▸ **What to produce**: Each line of the data below that holds the word "pendant" is to be reported in full.

[Start of Attachment]

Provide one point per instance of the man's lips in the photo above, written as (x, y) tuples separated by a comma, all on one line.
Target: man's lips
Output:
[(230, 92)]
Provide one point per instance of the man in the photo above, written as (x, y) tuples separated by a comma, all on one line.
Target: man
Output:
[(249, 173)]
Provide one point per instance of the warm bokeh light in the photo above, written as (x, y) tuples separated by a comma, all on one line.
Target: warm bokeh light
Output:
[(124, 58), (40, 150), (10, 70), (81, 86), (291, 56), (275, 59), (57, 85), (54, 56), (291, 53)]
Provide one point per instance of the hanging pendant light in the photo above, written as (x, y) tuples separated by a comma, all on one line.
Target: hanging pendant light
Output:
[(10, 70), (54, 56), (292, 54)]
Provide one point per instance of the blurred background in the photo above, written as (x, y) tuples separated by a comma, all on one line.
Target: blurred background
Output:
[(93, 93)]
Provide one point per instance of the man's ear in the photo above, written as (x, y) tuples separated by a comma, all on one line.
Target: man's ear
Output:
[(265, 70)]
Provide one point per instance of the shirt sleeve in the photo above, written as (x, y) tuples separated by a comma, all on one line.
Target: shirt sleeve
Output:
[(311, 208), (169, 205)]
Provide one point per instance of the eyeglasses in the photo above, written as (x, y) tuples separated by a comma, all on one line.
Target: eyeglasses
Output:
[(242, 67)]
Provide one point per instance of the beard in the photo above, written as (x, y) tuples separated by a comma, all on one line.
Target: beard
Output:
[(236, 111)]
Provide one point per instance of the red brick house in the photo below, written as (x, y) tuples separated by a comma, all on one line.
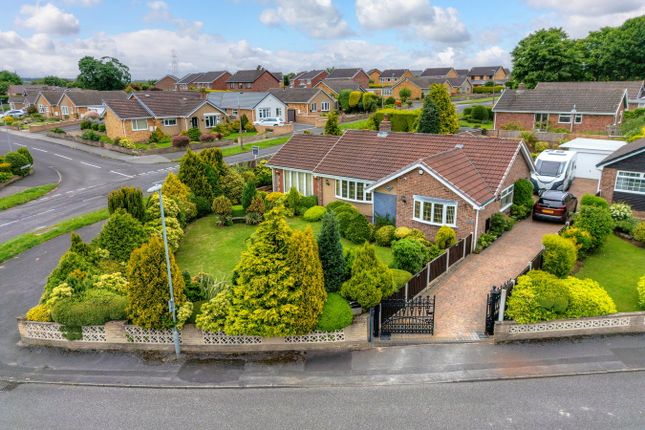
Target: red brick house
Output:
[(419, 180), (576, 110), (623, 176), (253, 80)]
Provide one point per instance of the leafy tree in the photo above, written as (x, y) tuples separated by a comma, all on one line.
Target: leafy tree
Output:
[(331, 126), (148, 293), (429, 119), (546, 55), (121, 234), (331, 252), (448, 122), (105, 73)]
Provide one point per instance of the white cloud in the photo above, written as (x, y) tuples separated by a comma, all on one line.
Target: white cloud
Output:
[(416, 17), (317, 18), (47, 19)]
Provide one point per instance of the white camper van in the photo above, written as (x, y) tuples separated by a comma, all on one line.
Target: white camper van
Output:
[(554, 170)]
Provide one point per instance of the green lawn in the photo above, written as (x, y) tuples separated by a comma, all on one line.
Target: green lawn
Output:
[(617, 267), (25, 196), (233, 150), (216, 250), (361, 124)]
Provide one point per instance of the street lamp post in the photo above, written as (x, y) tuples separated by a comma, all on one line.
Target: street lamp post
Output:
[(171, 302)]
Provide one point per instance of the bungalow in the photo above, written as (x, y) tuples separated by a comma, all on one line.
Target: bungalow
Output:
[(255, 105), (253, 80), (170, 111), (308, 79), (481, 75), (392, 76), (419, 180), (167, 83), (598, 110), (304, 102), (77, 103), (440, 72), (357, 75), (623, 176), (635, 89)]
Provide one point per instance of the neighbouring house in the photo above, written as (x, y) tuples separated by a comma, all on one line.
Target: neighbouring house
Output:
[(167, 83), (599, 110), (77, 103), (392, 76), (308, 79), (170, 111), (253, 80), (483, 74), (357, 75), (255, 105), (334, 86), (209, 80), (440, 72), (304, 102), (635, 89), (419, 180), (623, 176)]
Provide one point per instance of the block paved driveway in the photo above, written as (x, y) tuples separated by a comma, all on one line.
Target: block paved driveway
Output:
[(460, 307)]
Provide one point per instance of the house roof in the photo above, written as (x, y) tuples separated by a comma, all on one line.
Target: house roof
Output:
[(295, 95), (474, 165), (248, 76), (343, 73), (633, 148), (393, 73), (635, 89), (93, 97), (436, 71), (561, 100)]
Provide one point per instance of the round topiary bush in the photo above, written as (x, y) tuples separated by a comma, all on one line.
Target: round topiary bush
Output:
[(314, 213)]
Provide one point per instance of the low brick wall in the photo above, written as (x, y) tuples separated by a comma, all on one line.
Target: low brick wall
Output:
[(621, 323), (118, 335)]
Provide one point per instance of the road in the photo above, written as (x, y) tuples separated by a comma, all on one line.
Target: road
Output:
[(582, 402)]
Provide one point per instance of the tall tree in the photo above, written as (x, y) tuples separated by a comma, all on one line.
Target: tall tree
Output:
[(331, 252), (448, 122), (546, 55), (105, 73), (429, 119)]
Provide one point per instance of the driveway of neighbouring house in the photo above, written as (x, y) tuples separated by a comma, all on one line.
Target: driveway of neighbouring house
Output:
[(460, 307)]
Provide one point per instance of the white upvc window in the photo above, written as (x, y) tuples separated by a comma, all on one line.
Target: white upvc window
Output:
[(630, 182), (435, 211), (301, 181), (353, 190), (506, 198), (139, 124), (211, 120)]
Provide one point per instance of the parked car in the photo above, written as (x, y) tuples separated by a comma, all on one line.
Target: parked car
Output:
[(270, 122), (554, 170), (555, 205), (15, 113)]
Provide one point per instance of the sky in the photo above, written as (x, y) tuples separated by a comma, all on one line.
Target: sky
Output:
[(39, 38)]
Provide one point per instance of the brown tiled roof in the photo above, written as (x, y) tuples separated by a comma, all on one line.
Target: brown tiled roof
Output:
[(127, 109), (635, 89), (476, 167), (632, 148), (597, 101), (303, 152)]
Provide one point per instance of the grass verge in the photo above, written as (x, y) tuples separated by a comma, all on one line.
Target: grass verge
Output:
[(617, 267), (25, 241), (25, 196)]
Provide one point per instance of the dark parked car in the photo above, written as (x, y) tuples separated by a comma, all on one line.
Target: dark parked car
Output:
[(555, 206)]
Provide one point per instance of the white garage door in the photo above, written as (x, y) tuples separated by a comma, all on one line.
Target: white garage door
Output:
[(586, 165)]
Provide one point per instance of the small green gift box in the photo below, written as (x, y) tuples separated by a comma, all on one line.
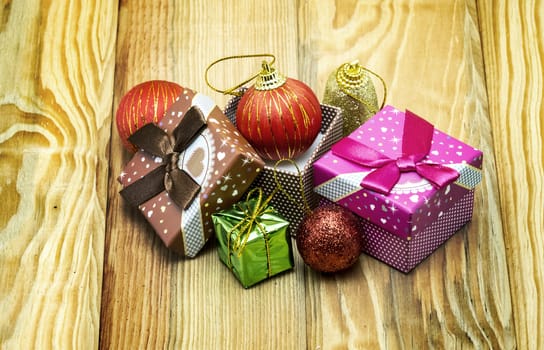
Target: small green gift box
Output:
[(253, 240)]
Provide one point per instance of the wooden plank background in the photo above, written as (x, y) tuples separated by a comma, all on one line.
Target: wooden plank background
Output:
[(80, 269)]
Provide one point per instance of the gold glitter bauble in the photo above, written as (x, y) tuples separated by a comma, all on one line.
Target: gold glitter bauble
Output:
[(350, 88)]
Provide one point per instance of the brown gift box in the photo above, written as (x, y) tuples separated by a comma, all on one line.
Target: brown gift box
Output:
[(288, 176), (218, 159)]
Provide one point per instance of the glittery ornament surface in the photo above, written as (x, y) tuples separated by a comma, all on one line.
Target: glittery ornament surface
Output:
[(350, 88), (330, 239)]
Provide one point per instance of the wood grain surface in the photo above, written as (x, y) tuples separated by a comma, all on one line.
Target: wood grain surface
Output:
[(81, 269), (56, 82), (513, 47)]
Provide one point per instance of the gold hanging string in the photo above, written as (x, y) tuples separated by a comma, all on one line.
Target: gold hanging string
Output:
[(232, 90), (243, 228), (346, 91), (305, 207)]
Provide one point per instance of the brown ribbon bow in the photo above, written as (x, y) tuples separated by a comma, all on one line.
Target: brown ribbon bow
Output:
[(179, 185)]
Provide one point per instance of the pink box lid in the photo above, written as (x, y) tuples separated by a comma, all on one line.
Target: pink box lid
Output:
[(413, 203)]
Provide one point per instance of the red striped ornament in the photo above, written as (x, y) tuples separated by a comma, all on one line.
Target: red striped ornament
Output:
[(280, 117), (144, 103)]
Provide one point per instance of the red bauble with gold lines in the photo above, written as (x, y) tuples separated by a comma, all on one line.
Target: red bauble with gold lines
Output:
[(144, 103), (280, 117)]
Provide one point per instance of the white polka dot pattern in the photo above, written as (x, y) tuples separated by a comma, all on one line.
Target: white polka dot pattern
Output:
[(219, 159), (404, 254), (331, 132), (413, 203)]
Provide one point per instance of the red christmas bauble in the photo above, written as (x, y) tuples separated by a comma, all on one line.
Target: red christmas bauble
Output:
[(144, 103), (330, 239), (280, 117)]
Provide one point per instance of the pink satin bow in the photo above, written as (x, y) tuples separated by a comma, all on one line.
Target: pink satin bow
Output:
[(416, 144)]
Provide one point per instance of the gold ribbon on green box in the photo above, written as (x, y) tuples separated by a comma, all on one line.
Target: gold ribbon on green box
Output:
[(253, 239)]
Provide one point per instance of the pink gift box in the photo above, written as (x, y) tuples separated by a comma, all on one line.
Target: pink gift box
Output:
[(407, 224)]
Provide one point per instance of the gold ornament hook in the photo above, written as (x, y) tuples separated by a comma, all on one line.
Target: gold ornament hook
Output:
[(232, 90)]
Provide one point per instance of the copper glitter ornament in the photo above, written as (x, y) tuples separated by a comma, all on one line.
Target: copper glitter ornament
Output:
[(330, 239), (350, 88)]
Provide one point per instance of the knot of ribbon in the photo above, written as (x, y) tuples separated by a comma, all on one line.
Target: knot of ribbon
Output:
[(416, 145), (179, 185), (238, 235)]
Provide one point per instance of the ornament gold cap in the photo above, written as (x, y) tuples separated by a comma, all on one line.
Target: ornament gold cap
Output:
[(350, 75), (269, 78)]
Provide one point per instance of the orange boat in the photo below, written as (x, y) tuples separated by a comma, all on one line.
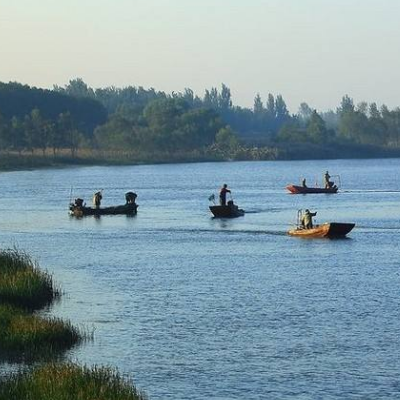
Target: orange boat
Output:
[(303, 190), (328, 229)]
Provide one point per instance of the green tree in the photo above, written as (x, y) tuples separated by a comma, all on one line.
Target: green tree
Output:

[End of Attachment]

▸ **Exercise response**:
Provide one point per instance of the hanging pendant light in the photo above, written as (x, y) tuples separated by a comma, all on one line.
Target: hanging pendant light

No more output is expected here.